### To do:
Return each line in the records below that contains the string "squeeze".

# # #

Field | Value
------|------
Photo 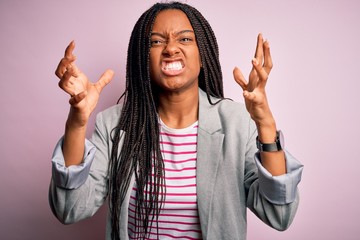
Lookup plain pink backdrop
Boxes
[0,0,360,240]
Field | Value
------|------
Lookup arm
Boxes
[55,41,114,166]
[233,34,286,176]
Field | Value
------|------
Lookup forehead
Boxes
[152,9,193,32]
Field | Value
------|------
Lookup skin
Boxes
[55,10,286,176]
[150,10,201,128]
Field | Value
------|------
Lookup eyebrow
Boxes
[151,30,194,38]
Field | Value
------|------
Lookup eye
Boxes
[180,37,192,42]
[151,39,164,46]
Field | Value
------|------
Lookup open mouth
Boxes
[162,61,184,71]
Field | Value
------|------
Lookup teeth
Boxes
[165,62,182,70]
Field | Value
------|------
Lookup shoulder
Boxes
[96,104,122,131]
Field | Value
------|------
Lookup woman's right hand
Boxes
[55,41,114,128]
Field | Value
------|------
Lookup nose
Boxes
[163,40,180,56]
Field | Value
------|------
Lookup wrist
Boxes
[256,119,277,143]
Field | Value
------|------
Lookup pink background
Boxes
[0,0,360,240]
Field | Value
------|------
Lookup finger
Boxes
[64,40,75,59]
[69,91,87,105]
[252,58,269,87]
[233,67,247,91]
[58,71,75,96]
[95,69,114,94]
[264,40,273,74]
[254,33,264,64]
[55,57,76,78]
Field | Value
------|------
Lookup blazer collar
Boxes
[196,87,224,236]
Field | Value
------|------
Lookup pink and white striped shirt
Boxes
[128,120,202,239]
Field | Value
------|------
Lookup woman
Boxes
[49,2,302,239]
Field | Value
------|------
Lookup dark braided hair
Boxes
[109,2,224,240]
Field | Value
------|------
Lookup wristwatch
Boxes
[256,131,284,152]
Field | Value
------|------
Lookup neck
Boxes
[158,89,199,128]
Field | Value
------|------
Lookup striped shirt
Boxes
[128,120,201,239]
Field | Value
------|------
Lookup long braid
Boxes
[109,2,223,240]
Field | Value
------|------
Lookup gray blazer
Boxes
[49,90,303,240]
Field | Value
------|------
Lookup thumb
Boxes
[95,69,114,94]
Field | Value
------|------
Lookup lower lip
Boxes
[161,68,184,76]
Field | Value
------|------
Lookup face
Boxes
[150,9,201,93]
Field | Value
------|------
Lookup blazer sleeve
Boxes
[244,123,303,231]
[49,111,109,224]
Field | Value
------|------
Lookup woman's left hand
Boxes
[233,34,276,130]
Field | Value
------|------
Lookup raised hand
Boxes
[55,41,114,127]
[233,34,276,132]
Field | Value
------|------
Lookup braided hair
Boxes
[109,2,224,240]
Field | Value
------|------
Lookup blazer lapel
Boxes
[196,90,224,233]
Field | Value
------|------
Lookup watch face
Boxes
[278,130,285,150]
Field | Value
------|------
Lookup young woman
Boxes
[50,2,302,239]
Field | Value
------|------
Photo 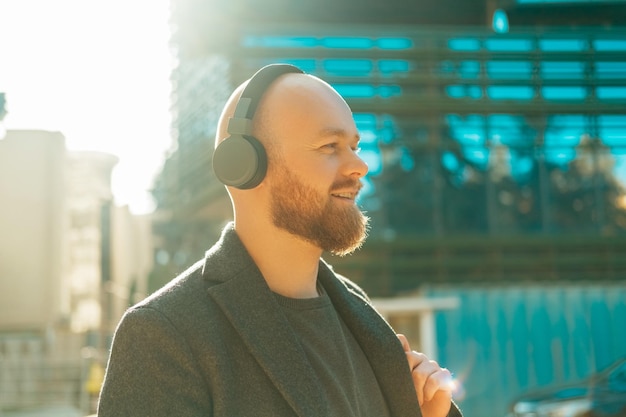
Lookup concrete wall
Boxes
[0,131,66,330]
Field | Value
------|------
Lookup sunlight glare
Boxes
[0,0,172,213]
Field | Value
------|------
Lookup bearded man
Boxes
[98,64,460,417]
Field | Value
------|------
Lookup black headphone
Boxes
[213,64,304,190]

# # #

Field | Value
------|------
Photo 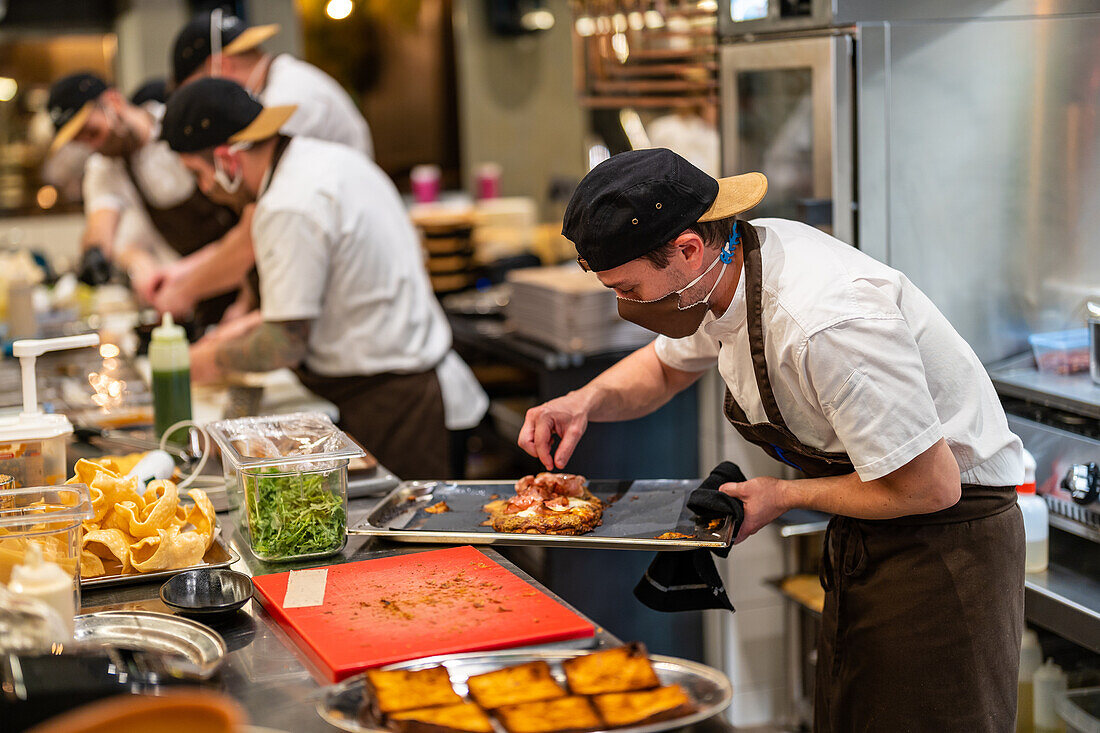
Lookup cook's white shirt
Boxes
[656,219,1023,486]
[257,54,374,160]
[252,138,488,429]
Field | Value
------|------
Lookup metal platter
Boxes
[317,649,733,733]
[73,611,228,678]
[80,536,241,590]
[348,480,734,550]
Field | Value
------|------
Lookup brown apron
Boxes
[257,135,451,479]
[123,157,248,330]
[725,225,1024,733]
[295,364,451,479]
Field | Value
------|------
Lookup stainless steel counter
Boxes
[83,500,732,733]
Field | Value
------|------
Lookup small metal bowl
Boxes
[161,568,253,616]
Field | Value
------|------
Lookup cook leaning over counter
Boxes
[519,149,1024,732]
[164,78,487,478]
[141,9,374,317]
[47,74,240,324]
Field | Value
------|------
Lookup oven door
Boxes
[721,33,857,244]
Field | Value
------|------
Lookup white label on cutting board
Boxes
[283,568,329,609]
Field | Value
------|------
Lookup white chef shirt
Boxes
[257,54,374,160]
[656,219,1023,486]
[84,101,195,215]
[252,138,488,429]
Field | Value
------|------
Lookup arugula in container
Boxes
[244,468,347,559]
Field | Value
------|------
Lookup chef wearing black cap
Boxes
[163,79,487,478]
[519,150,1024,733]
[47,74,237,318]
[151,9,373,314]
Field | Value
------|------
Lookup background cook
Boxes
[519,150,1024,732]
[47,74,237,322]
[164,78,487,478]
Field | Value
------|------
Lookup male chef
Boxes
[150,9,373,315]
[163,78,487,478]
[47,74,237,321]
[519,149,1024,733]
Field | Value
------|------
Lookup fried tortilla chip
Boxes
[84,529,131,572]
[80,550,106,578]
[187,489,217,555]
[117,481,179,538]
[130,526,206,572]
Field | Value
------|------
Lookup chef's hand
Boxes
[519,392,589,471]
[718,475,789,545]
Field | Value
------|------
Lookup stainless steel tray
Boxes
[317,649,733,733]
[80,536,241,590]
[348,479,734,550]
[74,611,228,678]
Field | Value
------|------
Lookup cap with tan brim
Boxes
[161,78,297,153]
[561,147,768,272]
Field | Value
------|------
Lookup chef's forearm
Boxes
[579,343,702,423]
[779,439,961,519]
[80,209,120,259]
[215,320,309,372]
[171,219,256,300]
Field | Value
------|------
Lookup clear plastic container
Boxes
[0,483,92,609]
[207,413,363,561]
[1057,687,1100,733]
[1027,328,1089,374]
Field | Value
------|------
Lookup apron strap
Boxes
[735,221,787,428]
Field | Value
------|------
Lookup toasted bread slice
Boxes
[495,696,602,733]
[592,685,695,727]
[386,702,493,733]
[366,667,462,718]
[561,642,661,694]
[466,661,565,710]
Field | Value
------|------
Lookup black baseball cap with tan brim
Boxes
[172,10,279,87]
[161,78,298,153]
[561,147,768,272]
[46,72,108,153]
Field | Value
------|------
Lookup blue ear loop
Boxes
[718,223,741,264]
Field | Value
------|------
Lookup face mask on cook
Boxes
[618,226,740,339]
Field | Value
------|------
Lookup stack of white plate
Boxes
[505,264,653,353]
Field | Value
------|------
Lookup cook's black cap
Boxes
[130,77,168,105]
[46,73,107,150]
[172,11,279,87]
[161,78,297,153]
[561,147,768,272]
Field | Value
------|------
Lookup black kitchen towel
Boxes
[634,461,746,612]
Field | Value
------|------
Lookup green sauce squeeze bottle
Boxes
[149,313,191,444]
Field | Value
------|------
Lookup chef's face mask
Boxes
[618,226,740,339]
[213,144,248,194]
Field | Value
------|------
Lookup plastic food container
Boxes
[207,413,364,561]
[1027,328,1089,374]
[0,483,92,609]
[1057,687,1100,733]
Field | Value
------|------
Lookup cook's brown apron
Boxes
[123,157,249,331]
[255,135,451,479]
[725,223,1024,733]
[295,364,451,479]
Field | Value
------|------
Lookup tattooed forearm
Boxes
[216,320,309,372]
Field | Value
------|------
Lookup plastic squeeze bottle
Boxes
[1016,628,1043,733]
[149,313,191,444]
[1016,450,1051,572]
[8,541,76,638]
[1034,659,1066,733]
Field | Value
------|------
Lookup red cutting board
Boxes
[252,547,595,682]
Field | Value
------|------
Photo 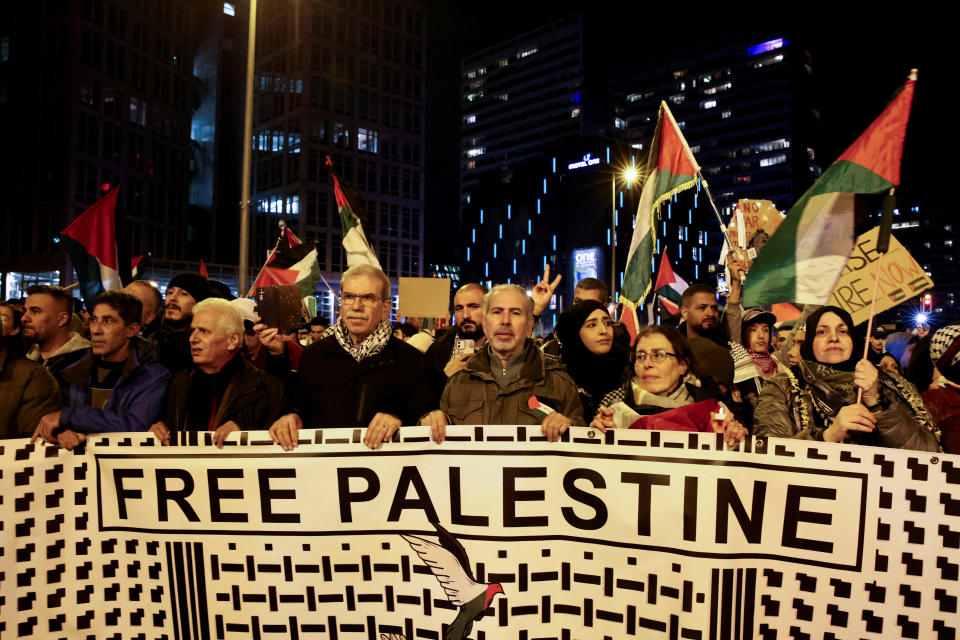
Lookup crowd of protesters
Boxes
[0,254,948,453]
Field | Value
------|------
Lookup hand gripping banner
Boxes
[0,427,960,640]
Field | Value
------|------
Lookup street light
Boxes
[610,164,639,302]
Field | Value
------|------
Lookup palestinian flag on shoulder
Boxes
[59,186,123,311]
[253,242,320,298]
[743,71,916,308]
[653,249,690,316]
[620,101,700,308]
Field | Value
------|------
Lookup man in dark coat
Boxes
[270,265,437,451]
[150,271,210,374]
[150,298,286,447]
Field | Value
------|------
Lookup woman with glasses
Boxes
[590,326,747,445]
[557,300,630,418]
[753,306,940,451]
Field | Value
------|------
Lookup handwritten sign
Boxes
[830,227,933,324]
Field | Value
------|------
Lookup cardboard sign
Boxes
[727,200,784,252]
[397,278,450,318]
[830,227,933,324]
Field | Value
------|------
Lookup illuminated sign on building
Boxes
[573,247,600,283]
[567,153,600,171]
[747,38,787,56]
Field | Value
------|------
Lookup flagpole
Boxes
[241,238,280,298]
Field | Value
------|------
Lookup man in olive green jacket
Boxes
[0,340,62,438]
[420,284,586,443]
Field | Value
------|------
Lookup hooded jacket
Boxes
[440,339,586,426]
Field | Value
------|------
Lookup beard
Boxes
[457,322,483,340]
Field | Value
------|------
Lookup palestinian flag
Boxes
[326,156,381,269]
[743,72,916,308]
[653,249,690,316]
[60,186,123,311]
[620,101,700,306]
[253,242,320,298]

# # #

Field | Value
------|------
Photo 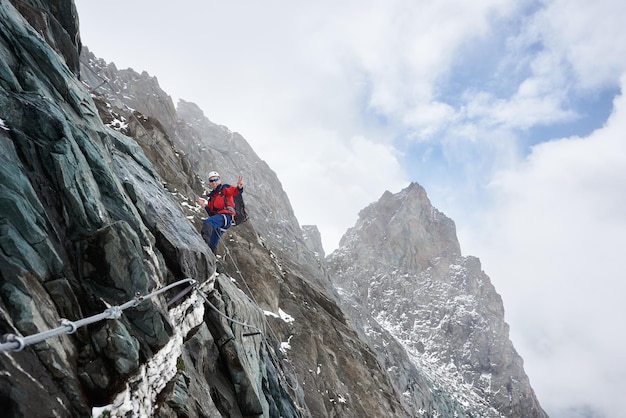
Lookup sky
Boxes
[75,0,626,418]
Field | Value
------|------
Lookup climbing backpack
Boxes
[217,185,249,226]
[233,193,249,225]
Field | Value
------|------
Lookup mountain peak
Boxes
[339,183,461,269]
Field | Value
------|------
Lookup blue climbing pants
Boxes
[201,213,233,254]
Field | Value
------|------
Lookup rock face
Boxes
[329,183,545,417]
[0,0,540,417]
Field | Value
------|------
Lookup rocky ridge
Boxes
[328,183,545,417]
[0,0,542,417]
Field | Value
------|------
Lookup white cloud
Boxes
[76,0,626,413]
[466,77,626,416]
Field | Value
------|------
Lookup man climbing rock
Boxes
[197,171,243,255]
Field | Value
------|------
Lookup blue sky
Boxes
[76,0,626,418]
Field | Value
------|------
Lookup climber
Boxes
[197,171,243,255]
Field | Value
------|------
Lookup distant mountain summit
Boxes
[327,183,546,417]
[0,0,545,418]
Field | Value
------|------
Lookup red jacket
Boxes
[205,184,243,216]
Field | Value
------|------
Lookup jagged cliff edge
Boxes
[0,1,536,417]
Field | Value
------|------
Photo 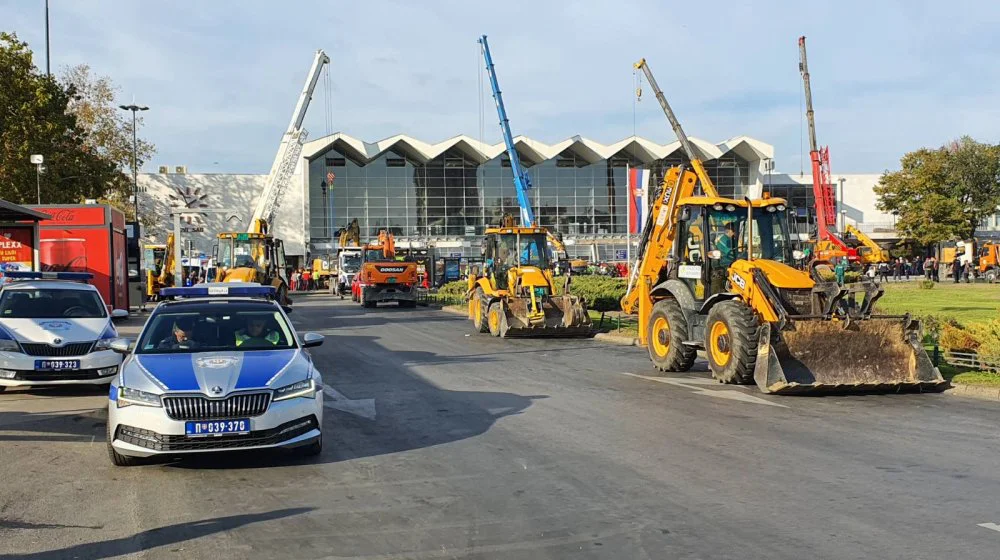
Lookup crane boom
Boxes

# # #

### Output below:
Lookup green sauce squeeze bottle
Lookup plastic squeeze bottle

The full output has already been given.